═════ Dataset records

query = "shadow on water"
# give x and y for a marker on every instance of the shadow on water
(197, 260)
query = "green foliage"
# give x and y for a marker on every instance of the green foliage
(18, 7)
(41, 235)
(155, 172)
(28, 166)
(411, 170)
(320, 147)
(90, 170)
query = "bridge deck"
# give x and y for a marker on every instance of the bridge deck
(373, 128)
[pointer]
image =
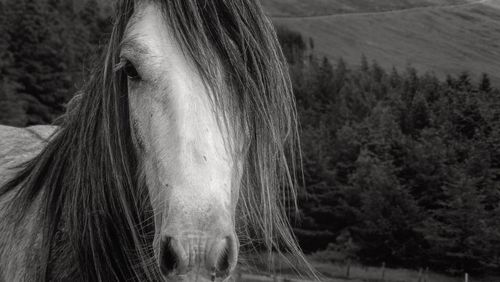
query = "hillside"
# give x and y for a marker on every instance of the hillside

══════════

Stated goal: Update the entries above by changing every "a marker" to "a point" and keeping everything else the same. Leave the pictures out of your answer.

Answer to the exercise:
query = "shadow on water"
# give x and y for a point on every instance of the shadow on water
(197, 260)
query = "green foliage"
# give x and y for a point on every instance of the green foliage
(18, 7)
(41, 235)
(155, 172)
(28, 166)
(411, 170)
(320, 147)
(90, 170)
query = "bridge deck"
# give x and y for a point on every instance of the bridge deck
(373, 128)
[pointer]
image =
query = "hillside"
# give x and y for a point on every instance of the hillside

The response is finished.